[Instruction 1]: In the passage below about Noël Coward's early stage work, what part did Coward play in The Goldfish?

[Text shown]:
_ _ _
The Goldfish, “a Fairy Play in three Acts with a Star Cast of Wonder Children,” was put on at the Little Theatre on January 27, 1911, and the reviewer for the Mirror noted that “Great success is scored by Master Noël Coward as Prince Mussel.”
Lila Field also kept in touch with her “discovery” over the years and nearly half a century later wrote to him that for her he would always be “the Goldfish to me,” clearly choosing to forget that his Prince Mussel had been a strictly supporting role.
•
THAT SAME AUTUMN he was hired by Sir Charles Hawtrey (1886—1923), the well-known actor/manager, for the part of a pageboy in The Great Name, From Hawtrey, he would always claim, Noël learned all the basics of light comedy acting by simply watching how the actor achieved his apparently casual effects. Hawtrey taught him how to laugh onstage— an art infinitely more difficult than it appears—and how to use his hands. Both of these techniques figured largely in the mature Coward repertoire.
_ _ _
[Data shown]:
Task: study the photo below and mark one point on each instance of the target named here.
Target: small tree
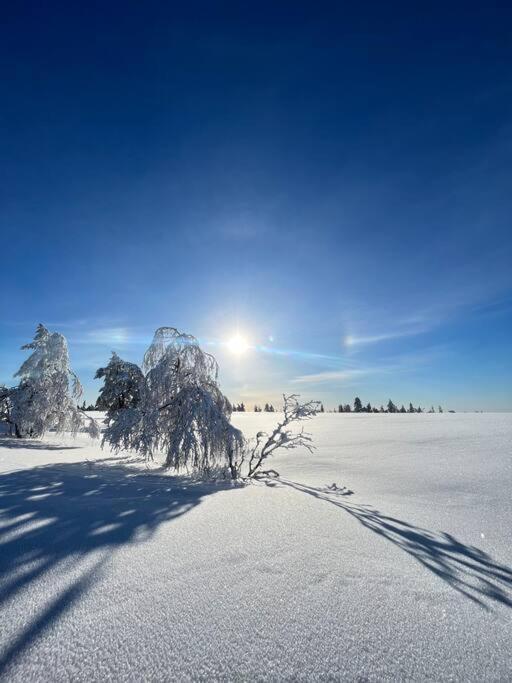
(122, 384)
(48, 390)
(282, 437)
(392, 407)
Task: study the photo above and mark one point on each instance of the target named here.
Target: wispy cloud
(335, 376)
(405, 363)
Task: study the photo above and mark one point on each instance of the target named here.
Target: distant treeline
(358, 407)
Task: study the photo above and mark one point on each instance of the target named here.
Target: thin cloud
(335, 376)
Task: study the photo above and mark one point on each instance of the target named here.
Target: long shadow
(62, 517)
(467, 569)
(8, 442)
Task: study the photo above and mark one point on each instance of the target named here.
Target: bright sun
(238, 344)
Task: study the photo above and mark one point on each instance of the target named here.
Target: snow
(401, 571)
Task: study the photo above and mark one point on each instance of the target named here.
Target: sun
(237, 344)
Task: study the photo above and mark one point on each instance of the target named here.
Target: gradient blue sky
(331, 179)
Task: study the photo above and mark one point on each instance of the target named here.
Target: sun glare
(237, 344)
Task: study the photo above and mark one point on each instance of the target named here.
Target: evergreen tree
(392, 407)
(122, 382)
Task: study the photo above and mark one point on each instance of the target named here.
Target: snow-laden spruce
(48, 390)
(174, 405)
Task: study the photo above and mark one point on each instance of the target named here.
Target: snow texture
(385, 555)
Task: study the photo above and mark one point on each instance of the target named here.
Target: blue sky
(331, 181)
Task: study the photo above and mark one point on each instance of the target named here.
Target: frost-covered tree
(392, 407)
(266, 444)
(180, 409)
(122, 383)
(48, 390)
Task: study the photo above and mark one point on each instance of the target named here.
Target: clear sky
(330, 180)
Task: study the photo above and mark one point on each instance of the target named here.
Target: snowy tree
(180, 409)
(281, 437)
(392, 407)
(122, 382)
(48, 390)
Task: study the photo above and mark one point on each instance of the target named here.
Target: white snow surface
(111, 572)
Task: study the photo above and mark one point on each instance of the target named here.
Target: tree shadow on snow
(66, 519)
(27, 444)
(467, 569)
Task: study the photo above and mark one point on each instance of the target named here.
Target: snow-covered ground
(109, 573)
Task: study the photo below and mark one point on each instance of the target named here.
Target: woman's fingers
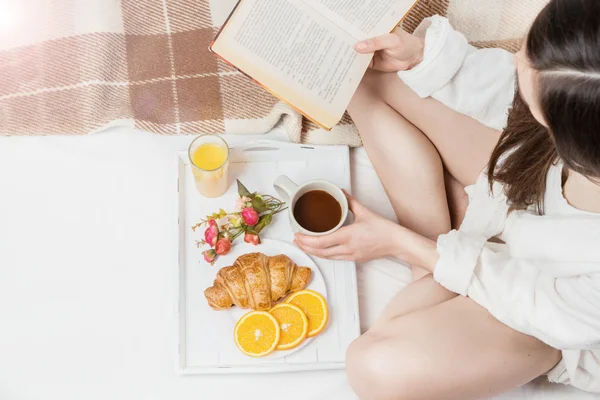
(333, 253)
(323, 242)
(389, 41)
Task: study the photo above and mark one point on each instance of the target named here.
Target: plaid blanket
(77, 66)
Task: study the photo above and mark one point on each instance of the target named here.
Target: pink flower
(252, 238)
(241, 202)
(210, 256)
(223, 246)
(212, 233)
(250, 216)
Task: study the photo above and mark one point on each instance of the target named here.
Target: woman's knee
(368, 93)
(383, 369)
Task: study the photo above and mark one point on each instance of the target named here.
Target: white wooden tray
(257, 164)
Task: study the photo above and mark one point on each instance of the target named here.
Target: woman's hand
(397, 51)
(371, 236)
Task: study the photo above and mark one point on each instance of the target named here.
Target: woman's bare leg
(417, 349)
(454, 350)
(407, 164)
(464, 144)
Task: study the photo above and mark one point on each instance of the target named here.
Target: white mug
(292, 192)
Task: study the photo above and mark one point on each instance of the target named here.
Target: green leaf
(263, 222)
(259, 205)
(242, 191)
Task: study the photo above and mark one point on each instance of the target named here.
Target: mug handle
(285, 187)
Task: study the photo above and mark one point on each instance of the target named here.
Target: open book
(302, 51)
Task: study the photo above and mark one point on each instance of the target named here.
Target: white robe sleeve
(477, 83)
(563, 312)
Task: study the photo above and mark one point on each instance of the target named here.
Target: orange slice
(257, 334)
(315, 308)
(293, 324)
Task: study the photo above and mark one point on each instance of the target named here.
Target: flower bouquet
(253, 212)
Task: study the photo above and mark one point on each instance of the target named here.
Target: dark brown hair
(563, 46)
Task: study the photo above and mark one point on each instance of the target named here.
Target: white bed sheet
(86, 276)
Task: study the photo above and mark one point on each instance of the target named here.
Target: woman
(485, 316)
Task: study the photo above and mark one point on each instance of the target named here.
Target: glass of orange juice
(209, 156)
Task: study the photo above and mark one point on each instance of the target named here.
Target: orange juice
(208, 155)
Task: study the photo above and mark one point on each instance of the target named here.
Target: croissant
(256, 281)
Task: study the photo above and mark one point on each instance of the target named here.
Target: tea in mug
(317, 211)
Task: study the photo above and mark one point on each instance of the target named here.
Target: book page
(364, 18)
(296, 53)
_ _ _
[Instruction 2]: Count the lines of the entries that contain the string "orange", paying attention to case, and give only the number.

[Written answer 1]: Prince Mussel.

[Written answer 2]: 3